Point placement records
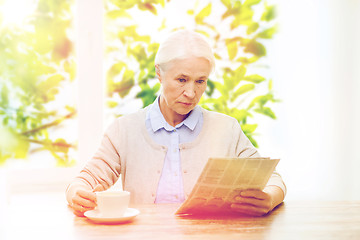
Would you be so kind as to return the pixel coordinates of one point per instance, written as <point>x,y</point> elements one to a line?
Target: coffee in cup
<point>112,203</point>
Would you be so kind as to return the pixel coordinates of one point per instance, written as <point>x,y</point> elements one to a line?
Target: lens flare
<point>15,12</point>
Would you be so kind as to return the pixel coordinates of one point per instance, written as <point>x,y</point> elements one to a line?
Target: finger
<point>83,202</point>
<point>98,188</point>
<point>81,209</point>
<point>248,210</point>
<point>86,194</point>
<point>254,194</point>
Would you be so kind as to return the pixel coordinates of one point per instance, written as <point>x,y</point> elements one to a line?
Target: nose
<point>189,90</point>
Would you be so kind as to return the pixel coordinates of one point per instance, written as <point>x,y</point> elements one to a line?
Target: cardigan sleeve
<point>104,167</point>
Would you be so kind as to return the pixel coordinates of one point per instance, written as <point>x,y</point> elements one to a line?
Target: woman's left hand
<point>253,203</point>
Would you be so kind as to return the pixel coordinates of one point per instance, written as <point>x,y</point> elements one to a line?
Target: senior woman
<point>161,150</point>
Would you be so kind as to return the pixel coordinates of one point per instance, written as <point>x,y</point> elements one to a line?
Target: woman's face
<point>184,81</point>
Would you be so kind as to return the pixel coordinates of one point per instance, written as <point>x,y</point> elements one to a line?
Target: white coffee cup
<point>112,203</point>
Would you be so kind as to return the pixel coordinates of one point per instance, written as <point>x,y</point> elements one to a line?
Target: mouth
<point>185,104</point>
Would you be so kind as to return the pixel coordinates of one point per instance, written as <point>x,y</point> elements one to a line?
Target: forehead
<point>191,67</point>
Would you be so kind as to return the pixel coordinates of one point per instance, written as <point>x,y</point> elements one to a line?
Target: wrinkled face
<point>183,81</point>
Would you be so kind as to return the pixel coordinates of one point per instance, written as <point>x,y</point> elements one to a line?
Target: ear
<point>158,72</point>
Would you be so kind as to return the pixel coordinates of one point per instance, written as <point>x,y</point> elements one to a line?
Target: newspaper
<point>224,178</point>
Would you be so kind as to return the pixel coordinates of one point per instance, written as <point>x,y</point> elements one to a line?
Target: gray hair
<point>184,44</point>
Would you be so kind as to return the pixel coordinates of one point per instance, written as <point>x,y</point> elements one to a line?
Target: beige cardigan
<point>128,149</point>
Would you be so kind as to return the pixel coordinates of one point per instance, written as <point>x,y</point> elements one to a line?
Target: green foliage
<point>240,89</point>
<point>36,60</point>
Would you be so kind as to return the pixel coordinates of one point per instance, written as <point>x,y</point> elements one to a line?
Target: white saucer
<point>97,217</point>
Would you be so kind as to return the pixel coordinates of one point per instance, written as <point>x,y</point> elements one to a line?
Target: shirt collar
<point>157,120</point>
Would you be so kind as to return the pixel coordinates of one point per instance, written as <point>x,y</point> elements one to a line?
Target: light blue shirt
<point>170,188</point>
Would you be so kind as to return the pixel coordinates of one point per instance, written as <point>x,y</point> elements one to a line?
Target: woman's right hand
<point>84,200</point>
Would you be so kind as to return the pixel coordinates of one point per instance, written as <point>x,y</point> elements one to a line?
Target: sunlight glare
<point>15,12</point>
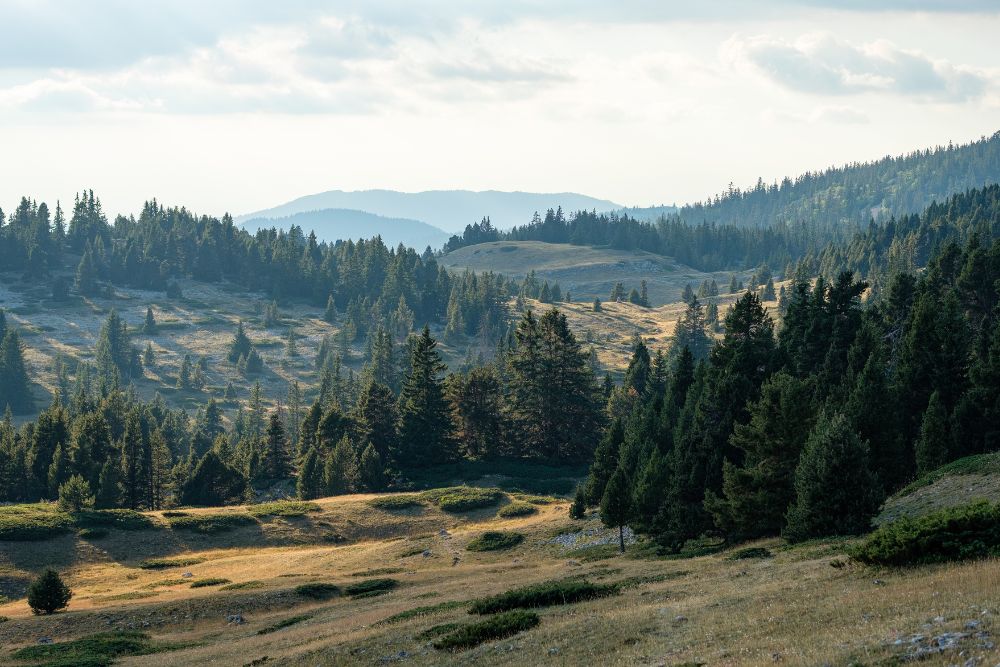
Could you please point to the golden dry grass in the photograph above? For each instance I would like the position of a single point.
(794, 608)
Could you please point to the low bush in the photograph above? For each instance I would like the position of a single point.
(497, 627)
(318, 590)
(96, 650)
(545, 594)
(750, 553)
(463, 498)
(243, 586)
(370, 587)
(119, 519)
(396, 502)
(288, 508)
(284, 623)
(211, 524)
(495, 541)
(515, 510)
(23, 523)
(956, 533)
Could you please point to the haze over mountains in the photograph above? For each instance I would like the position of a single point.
(397, 215)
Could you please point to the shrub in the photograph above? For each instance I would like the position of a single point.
(371, 587)
(497, 627)
(545, 594)
(397, 502)
(211, 523)
(48, 593)
(93, 650)
(243, 585)
(164, 563)
(21, 523)
(75, 494)
(749, 552)
(283, 508)
(318, 590)
(463, 498)
(515, 510)
(284, 623)
(956, 533)
(495, 541)
(210, 581)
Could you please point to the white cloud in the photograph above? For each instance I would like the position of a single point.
(822, 64)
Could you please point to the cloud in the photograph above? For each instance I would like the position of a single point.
(820, 63)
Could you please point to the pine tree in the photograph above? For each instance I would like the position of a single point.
(835, 491)
(931, 449)
(48, 594)
(425, 430)
(616, 505)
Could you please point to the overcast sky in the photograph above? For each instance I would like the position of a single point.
(236, 105)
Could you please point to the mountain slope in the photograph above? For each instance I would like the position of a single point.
(333, 224)
(450, 210)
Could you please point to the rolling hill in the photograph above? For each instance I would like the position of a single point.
(450, 210)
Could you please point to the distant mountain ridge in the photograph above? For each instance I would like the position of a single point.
(449, 210)
(333, 224)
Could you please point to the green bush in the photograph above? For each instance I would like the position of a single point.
(119, 519)
(371, 587)
(545, 594)
(495, 541)
(396, 502)
(210, 524)
(209, 581)
(283, 508)
(97, 650)
(164, 563)
(956, 533)
(318, 590)
(515, 510)
(22, 523)
(463, 498)
(749, 553)
(284, 623)
(497, 627)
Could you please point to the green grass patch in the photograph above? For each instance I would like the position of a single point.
(318, 590)
(370, 587)
(243, 586)
(98, 650)
(286, 508)
(980, 464)
(164, 563)
(118, 519)
(515, 510)
(426, 610)
(957, 533)
(494, 540)
(284, 623)
(211, 524)
(750, 553)
(545, 594)
(40, 521)
(395, 503)
(210, 581)
(463, 498)
(496, 627)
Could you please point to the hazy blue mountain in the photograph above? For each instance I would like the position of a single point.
(332, 224)
(450, 210)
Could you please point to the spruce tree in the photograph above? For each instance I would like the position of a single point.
(835, 490)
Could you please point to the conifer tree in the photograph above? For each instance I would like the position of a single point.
(835, 490)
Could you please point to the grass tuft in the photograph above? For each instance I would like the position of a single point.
(497, 627)
(495, 541)
(545, 594)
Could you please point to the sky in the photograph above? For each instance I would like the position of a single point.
(238, 105)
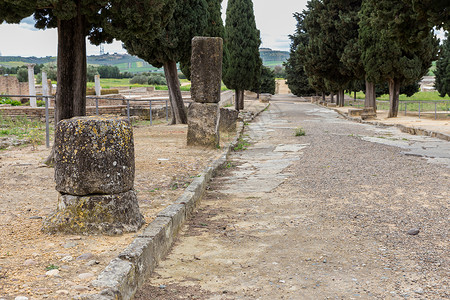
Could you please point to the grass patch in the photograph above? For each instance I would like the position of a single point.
(29, 131)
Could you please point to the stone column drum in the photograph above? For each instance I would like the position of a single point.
(206, 77)
(94, 173)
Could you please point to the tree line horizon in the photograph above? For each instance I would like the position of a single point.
(364, 44)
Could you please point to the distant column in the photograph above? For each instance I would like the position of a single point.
(98, 88)
(31, 87)
(45, 89)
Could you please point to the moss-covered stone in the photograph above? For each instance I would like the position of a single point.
(95, 214)
(94, 155)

Exercise goal
Could you write out every line of the records above word for word, omitting the pictures?

Finished answer
Would you be so kind as to return the pixel coordinates of one point per instance, written as <point>x,y</point> elements one to a line?
Target: coffee in cup
<point>112,203</point>
Would you be so kind as to return the pixel coordinates of one point per instance, written as <point>x,y</point> elements one to a line?
Target: lens flare
<point>15,12</point>
Would you be so kind as to return the pixel coordinates of one point per instance, written as <point>x,y</point> elements one to a line?
Target: finger
<point>83,202</point>
<point>98,188</point>
<point>81,209</point>
<point>248,210</point>
<point>86,194</point>
<point>254,194</point>
Would you be so kind as to return the pixel coordinates of one point per instance, written as <point>x,y</point> elements one to a line?
Target: nose
<point>189,90</point>
Would you be so kind as to return the pixel coordinates of one point per instance, written as <point>x,y</point> elements one to a line?
Target: cardigan sleeve
<point>104,167</point>
Would you be so kind as to return the pixel coordinates of one point per instance, written as <point>x,y</point> elements one to a line?
Target: woman's left hand
<point>253,203</point>
Would you be so kind as to return the pixel coordinates of one point per instance, written as <point>x,y</point> elements one to a line?
Target: senior woman
<point>161,150</point>
Would you be so kind as to return the pixel coordinates of one point per instance, written as <point>x,y</point> elements one to a line?
Target: woman's face
<point>184,81</point>
Would you be so kind as to return the pixel coordinates of one point per instance, written as <point>x,y</point> elements one to a line?
Target: white coffee cup
<point>112,203</point>
Would you be so kind as to return the pixel coordinates of one point per instance, written as <point>x,y</point> elements one to a line?
Target: mouth
<point>185,104</point>
Would you be so kind as to return the pixel coordinates of one point per instance, written as <point>x,y</point> elements one to a line?
Target: forehead
<point>191,67</point>
Would you be so kind as to return the pixel coordinates of one point per instance, written as <point>x,y</point> elements one to a line?
Target: wrinkled face
<point>183,81</point>
Would you be so kind as to return the pixel coordinates of one point per instance, written as <point>x,y</point> elements one to a line?
Target: ear
<point>158,72</point>
Would you be so kind as to return the pixel coordinates of one point per instance, written as <point>x,y</point> elements one to a line?
Target: newspaper
<point>224,178</point>
Would you be so kind as to return the pixel coordinates of one point per instance, written as <point>x,y</point> elements one to a line?
Target: gray hair
<point>184,44</point>
Would you be so kind as to return the pixel coordinates of one point per instance, written as <point>x,y</point> elements one to a line?
Target: beige cardigan
<point>128,149</point>
Would you be so kind as to return the pixel coordinates of one point per instance, written as <point>x,y</point> elements one to a line?
Target: green foliage
<point>240,89</point>
<point>36,60</point>
Would you be so kind as to return the pixel coordinates of one point per instance, written as <point>x,y</point> elements one to a line?
Target: white saucer
<point>97,217</point>
Would you be so kind as to return the pixel coordinates of one point per instance, written as <point>x,y</point> elements one to a line?
Target: shirt collar
<point>157,120</point>
Would you be so kind as to return the pixel coordinates of one point per instance, written as <point>x,y</point> elements one to a line?
Target: light blue shirt
<point>170,188</point>
Would you be so kind as to return the pixel coordinates of one point per instance, written as <point>x,y</point> elements one to a line?
Target: woman's right hand
<point>84,200</point>
Would you be so kind as to return the pixel coordinates of one point per instance, written as <point>x,y</point> elements one to a line?
Target: sunlight glare
<point>15,12</point>
Could you please point to the golden dry grass in the photograph above? For each instance I would like the position of a single point.
(794, 608)
Could you please point to the low bush in the photograph above? For each instance I would like the position of a single point.
(497, 627)
(318, 590)
(96, 650)
(545, 594)
(750, 553)
(463, 498)
(243, 586)
(370, 587)
(119, 519)
(396, 502)
(288, 508)
(284, 623)
(211, 524)
(495, 541)
(515, 510)
(23, 523)
(956, 533)
Could you please point to the haze over mountains in the photograph above? For each instance I would like the position of a single point.
(397, 215)
Could you please point to the shrub in the photograph above? For each instance I would like the position of a single point.
(371, 587)
(497, 627)
(545, 594)
(397, 502)
(211, 523)
(48, 593)
(93, 650)
(243, 585)
(164, 563)
(21, 523)
(75, 494)
(749, 552)
(283, 508)
(318, 590)
(463, 498)
(515, 510)
(284, 623)
(956, 533)
(495, 541)
(210, 581)
Could you please point to the white cloud in the photograph above? For each instance I would like the position of a single point.
(822, 64)
Could you please point to the cloud in the photograph above? For each instance I would like the position of a single point.
(820, 63)
Could you please point to the pine tree in the photograph above? For each instance I would like the position of a single point.
(835, 491)
(931, 449)
(48, 594)
(425, 430)
(616, 505)
Could you please point to the overcast sky in the photograph above? For each instance I would like the position of a single point.
(236, 105)
Could you please point to the mountain slope in the photograph above? For each instance I would like the position of a single point.
(333, 224)
(450, 210)
Could you please point to the rolling hill in the photograph above? For each instance I would like the position of a single point.
(450, 210)
Could you please point to the distant mountain ridge in the photograph above? For each instance I would like the position of a single point.
(449, 210)
(333, 224)
Could you please point to the green bush in the photograph above? For each instance I would like the position of a single point.
(119, 519)
(371, 587)
(545, 594)
(495, 541)
(396, 502)
(210, 524)
(209, 581)
(283, 508)
(97, 650)
(164, 563)
(956, 533)
(318, 590)
(515, 510)
(22, 523)
(463, 498)
(749, 553)
(284, 623)
(497, 627)
Could you please point to the green grass patch in the photograph above? For each instance I would like the position of a single point.
(318, 590)
(370, 587)
(243, 586)
(98, 650)
(286, 508)
(980, 464)
(164, 563)
(118, 519)
(515, 510)
(426, 610)
(957, 533)
(494, 540)
(284, 623)
(211, 524)
(750, 553)
(545, 594)
(40, 521)
(395, 503)
(210, 581)
(463, 498)
(496, 627)
Could you please point to the hazy blue mountain in the photograph above? For each instance I would like the position of a single point.
(332, 224)
(450, 210)
Could you please point to the spruce tree in the photograph above? For each instance I would like the position of a single point.
(835, 490)
Could you please point to the conifer tree in the photograph above? For each instance I would like the position of a single point.
(835, 490)
Could you please point to the grass tuft in the photograph above? For each instance I would like the position of a single point.
(497, 627)
(495, 541)
(545, 594)
Could you please point to the sky in the photograph above? For each instance I would like the position of a single point.
(238, 105)
Could you please point to the grass patch in the photograph above? For each instance I would like the position of a single point.
(29, 131)
Could you please point to the stone column drum in the photograph above? For each instance I would like the position of a single point.
(206, 77)
(94, 173)
Could you please point to the tree line horizon in the photograph above? For each instance I would like the position of a single point.
(364, 44)
Could you please point to the distant column in the photograph above? For each instance I would like the position of a single point.
(98, 88)
(31, 87)
(45, 89)
Could you please point to the moss-covered stone in the photograph above? For each instance I would like the position of a single point.
(95, 214)
(94, 155)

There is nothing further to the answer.